Direction :: Reproduce the lines starting at the one containing "query (the noun phrase to segment): gravel" and ending at the one containing "POLYGON ((110 262, 38", and raise every polygon vertex coordinate in the answers by 68. Leave the pictures out.

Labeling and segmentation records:
********************

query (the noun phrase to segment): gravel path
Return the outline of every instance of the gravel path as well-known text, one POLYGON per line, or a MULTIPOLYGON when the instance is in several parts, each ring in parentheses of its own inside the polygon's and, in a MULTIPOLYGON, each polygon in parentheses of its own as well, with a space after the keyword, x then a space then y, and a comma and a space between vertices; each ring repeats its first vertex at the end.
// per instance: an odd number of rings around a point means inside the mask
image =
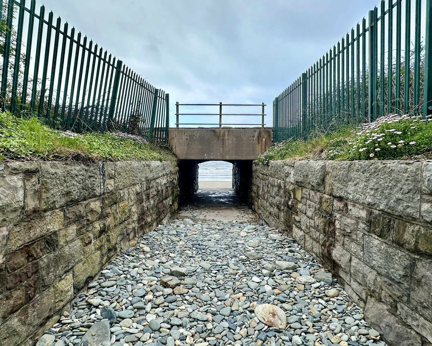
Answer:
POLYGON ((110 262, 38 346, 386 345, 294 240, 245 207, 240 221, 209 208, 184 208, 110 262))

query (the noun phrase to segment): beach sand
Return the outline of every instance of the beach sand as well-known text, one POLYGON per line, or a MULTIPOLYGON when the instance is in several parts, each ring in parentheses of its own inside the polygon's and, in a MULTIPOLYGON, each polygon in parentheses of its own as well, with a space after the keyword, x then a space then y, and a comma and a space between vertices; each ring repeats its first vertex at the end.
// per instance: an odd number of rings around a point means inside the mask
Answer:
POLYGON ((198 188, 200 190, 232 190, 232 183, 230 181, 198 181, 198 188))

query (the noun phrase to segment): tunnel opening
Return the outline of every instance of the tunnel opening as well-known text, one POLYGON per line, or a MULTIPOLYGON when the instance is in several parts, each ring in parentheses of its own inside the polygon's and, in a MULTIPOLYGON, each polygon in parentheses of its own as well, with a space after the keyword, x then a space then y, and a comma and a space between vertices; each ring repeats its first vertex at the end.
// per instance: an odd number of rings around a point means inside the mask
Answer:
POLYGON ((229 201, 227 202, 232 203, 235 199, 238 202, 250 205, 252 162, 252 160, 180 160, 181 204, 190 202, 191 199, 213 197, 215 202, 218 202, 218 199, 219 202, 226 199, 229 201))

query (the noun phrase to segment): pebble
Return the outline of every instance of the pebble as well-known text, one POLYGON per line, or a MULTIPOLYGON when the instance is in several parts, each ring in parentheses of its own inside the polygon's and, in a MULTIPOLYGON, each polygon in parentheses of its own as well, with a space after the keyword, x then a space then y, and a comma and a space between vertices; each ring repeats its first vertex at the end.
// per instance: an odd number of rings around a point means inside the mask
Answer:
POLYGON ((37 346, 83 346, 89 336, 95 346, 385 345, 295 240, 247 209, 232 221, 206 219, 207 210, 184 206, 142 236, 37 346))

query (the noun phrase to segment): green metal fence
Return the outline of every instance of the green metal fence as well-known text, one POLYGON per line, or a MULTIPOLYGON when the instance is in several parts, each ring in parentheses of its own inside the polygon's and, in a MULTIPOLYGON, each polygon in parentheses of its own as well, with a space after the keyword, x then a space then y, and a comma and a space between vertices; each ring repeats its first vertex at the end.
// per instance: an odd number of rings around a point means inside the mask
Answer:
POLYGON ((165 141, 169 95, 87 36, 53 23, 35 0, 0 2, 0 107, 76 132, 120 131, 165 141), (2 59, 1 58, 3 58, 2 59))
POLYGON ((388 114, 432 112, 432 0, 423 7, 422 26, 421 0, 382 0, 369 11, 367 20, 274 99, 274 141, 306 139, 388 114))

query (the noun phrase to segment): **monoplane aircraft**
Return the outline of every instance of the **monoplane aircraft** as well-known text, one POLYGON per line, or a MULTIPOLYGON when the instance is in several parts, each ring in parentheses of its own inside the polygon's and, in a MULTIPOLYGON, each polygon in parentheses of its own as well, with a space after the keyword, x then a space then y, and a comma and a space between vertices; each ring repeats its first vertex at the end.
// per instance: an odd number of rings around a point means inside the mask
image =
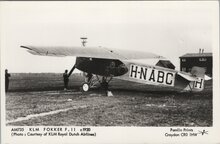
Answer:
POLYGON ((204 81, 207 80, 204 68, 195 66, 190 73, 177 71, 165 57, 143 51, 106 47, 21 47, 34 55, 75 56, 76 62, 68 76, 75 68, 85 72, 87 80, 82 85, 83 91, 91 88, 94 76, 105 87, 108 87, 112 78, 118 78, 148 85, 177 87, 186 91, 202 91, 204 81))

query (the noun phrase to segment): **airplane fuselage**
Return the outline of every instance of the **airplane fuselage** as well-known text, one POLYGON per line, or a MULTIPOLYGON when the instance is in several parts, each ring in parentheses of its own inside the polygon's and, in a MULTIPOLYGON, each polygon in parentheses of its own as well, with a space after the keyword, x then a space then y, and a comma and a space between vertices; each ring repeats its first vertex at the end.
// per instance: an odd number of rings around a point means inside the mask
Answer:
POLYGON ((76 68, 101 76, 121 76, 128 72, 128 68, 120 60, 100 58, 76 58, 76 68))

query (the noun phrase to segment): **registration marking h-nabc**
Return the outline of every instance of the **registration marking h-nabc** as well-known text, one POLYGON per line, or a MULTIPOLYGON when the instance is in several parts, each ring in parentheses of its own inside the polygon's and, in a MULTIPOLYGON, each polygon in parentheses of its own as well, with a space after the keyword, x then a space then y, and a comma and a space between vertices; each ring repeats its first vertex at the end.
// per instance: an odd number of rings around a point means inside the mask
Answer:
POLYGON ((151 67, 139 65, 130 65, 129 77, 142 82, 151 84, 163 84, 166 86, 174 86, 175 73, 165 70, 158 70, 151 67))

********************

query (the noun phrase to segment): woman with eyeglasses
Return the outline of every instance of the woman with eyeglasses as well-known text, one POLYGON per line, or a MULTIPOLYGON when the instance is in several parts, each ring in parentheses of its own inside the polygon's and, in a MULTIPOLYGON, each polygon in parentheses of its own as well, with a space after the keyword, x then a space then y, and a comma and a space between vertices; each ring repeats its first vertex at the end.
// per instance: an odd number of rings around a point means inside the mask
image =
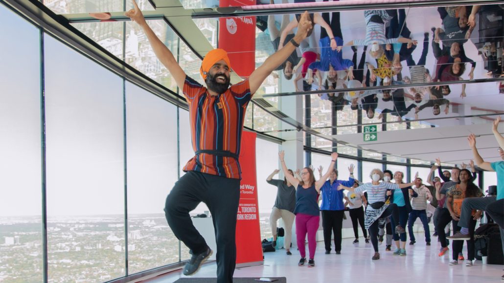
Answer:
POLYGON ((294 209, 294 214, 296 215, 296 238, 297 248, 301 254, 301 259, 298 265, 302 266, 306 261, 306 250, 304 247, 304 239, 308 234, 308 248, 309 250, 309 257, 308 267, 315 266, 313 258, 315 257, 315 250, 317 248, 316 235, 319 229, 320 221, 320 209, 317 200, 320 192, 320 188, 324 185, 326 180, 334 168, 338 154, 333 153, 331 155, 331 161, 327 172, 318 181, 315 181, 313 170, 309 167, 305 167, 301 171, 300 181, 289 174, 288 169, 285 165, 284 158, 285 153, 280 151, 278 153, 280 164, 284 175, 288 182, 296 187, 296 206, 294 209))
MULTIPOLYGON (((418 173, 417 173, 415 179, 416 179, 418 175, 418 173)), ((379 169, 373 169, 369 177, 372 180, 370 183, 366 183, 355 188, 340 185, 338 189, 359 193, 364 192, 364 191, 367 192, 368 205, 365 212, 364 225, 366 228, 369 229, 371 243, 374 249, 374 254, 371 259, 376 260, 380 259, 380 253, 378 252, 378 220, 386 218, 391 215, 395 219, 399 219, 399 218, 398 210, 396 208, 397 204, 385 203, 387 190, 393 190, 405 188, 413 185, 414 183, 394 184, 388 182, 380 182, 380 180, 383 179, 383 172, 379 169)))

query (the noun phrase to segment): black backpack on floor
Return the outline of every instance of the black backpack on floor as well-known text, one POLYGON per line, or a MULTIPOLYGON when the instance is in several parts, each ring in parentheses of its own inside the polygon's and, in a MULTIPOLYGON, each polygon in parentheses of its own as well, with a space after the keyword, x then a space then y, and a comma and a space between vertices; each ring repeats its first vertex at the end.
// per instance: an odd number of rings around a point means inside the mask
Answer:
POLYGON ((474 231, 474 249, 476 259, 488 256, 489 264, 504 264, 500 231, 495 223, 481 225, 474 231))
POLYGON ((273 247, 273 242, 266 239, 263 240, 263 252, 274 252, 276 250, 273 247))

********************

Solution below ::
query (the noun phrase to segment): gravel path
Return the outline of every instance of the gravel path as well-known text, one POLYGON per line, or a MULTIPOLYGON when the instance is in several parts, each ring in parentheses of its own inside the polygon's and, in a MULTIPOLYGON, each polygon in parentheses of its own as well, with a space after the keyword, x then a space then y, and a comma and a space between vertices; each ring repeats its first vertex at the end.
// per instance: an odd number of rings around a point means inside the mask
image =
Answer:
POLYGON ((178 330, 106 414, 454 413, 362 308, 313 275, 308 289, 277 276, 252 276, 178 330))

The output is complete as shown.